■ **Page**:

Micrograd overview - DL Notes

Main Reference

The following notes reproduce Andrej Karpathy’s The spelled-out intro to neural networks and backpropagation lecture step by step, adapting the original flow into a sequence of Markdown notes. The implementation is based on the official Micrograd repository.

More Than a Lecture Transcript

The explanations are expanded beyond the original lecture flow: each idea is unpacked gradually and in depth, with the goal of supporting a real, deep understanding of Micrograd, backpropagation, and automatic differentiation.

Pipeline

The pipeline is:

recap derivatives and their meaning as local sensitivities;

build the Value object, the core scalar object of Micrograd: it wraps a number, stores its gradient, and remembers which previous values and operation produced it;

visualize computation graphs built from Value objects;

perform manual backpropagation through simple expressions and a neuron;

automate the backward pass;

compare the result with PyTorch;

use Micrograd to define and train a small MLP with a loss function and manual gradient descent updates.

Stored entries

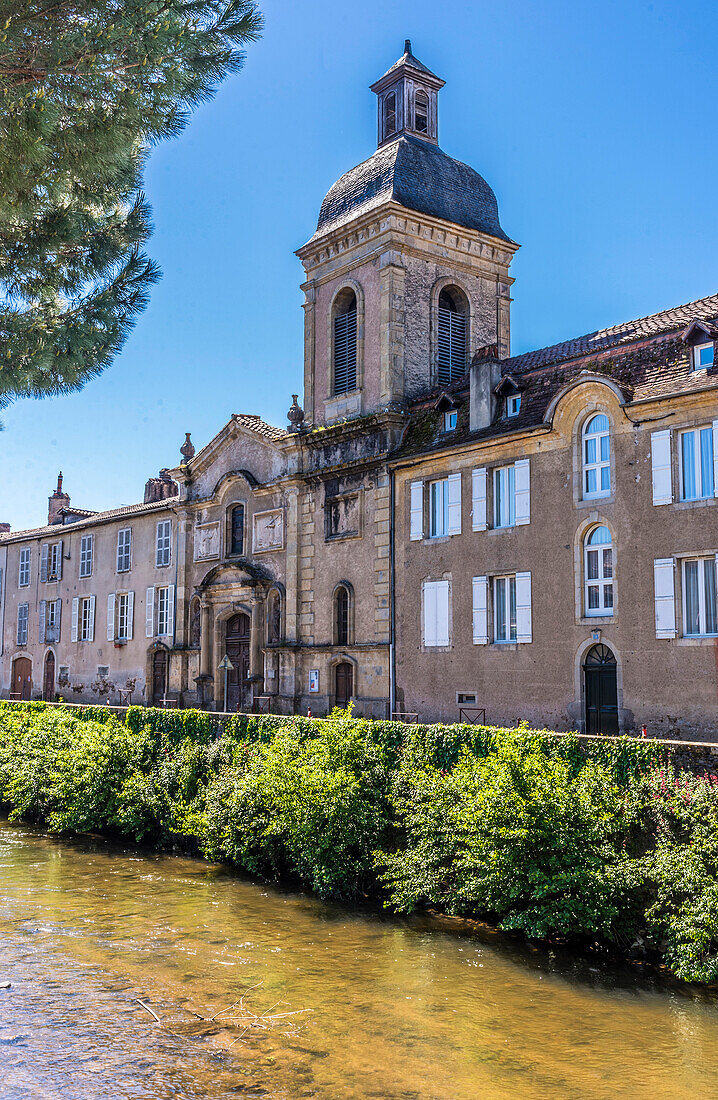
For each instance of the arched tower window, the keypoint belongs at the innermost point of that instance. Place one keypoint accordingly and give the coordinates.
(344, 337)
(598, 572)
(236, 529)
(596, 457)
(342, 615)
(421, 112)
(451, 351)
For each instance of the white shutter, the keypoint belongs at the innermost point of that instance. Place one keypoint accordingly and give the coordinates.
(522, 492)
(523, 607)
(479, 591)
(661, 466)
(170, 611)
(416, 527)
(478, 499)
(430, 614)
(663, 582)
(453, 485)
(150, 613)
(442, 613)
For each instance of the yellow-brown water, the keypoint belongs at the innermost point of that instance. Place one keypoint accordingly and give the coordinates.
(399, 1011)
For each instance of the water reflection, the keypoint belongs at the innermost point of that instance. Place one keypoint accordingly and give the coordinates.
(399, 1011)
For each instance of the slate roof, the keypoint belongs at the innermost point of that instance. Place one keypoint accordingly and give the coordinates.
(95, 517)
(420, 177)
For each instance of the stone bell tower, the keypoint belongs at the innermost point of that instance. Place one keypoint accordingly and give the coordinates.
(408, 271)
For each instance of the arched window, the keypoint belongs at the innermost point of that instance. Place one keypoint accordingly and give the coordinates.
(596, 457)
(342, 615)
(236, 529)
(451, 351)
(345, 342)
(598, 572)
(389, 113)
(421, 112)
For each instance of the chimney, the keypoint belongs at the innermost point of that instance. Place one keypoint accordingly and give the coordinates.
(57, 502)
(159, 488)
(485, 375)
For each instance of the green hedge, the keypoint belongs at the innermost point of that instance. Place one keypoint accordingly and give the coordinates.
(554, 837)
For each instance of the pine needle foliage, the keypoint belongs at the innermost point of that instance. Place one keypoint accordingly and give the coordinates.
(86, 88)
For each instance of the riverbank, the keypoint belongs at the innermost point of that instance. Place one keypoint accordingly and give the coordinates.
(537, 834)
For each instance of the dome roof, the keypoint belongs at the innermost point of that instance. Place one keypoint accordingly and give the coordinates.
(419, 176)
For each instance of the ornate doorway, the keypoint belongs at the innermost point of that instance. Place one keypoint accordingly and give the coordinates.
(343, 683)
(48, 678)
(239, 689)
(601, 691)
(158, 675)
(21, 678)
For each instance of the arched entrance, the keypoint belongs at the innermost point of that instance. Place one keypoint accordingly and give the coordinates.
(239, 689)
(48, 678)
(343, 683)
(21, 678)
(600, 691)
(158, 675)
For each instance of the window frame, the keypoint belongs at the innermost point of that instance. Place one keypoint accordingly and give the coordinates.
(702, 562)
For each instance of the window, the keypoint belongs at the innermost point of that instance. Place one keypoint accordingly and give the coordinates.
(512, 405)
(86, 556)
(389, 114)
(505, 608)
(345, 342)
(124, 550)
(164, 612)
(696, 464)
(164, 536)
(596, 457)
(703, 356)
(23, 614)
(435, 613)
(341, 615)
(421, 112)
(505, 496)
(23, 572)
(236, 529)
(699, 597)
(598, 572)
(451, 350)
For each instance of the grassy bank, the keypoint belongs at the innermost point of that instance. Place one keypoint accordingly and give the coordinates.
(531, 832)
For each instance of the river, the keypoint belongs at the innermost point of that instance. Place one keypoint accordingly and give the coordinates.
(391, 1010)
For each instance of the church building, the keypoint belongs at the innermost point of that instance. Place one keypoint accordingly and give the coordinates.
(441, 530)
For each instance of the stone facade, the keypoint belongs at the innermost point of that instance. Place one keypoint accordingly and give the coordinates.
(423, 535)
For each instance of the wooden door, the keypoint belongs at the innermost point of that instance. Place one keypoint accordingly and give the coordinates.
(48, 679)
(158, 675)
(22, 678)
(344, 683)
(601, 691)
(239, 689)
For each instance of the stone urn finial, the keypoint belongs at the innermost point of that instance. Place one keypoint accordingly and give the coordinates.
(187, 450)
(296, 415)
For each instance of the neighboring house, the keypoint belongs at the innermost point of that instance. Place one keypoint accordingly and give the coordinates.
(442, 528)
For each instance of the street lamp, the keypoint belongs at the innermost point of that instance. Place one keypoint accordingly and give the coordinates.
(227, 667)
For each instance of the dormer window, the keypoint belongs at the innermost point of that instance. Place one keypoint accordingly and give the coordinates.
(703, 356)
(421, 112)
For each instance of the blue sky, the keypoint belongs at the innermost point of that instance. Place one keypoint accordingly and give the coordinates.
(592, 121)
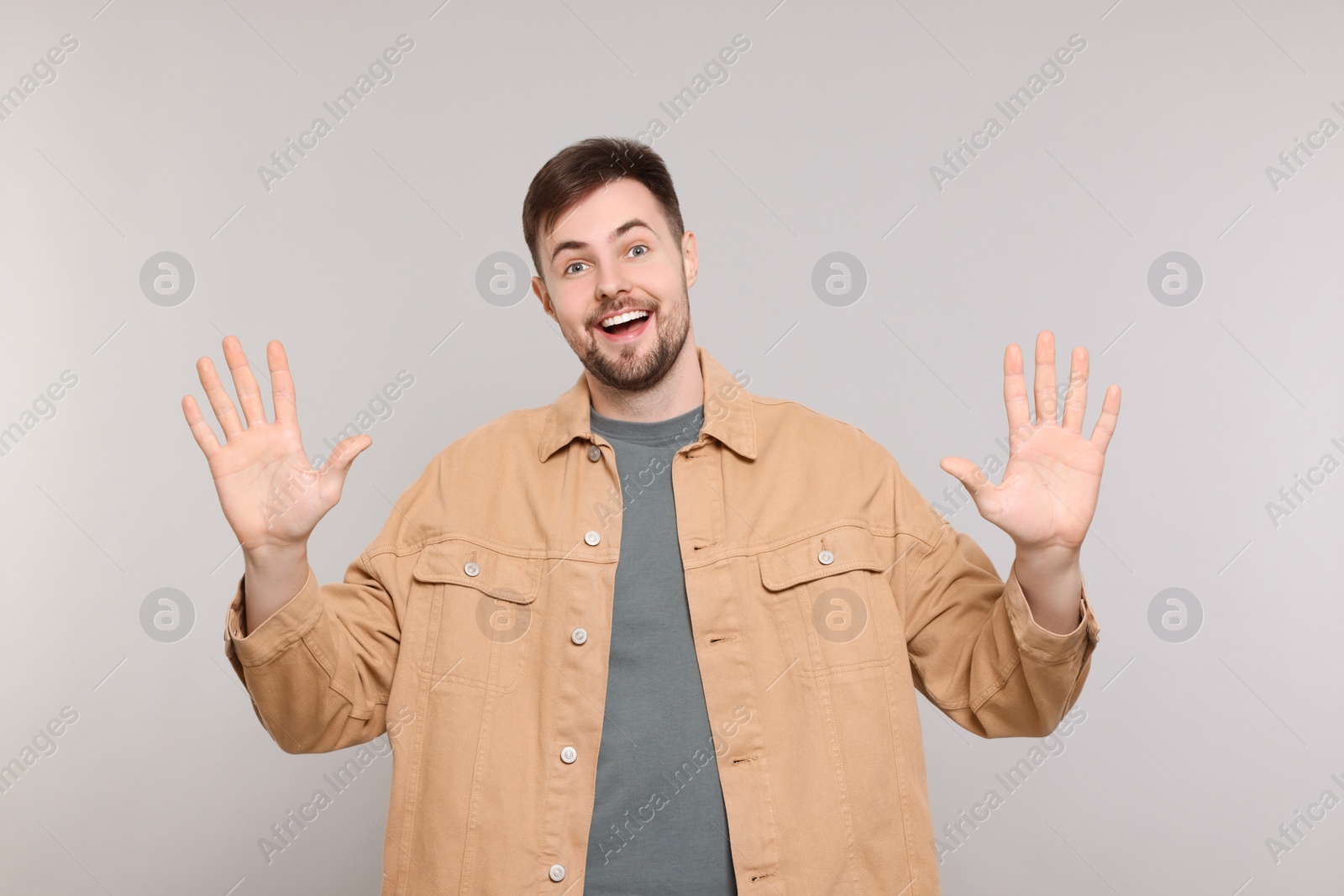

■ **Stated problem 1**:
In the Micrograd overview, which library is the Micrograd result compared against?
■ **Stated problem 2**:
Pick up the Micrograd overview after its last line and keep writing.

■ **Exercise result 1**:
PyTorch.

■ **Exercise result 2**:
Didactic Approach

Understanding First

Micrograd is developed as a small scalar-valued autodiff engine, and a toy multi-layer perceptron (MLP) is then built on top of it. Both are introduced through a sequence of progressively refined versions. A deliberately didactic style is adopted: the same code is sometimes repeated multiple times, with small incremental changes introduced from one version to the next.

Obviously this is not the most efficient way to write or present code, but it makes the reasoning behind each step visible. Intermediate solutions, partial implementations, and implementation obstacles are kept in the notes because they are part of the learning process, not just noise before the final implementation.

How to Use These Notes

Reading Mode

These notes can be used in two ways:

read them as standalone Markdown pages, following the explanations without executing every code block;

recreate the original notebook-style workflow by following the notes in order and running each code block step by step in a single continuous Python or Jupyter session.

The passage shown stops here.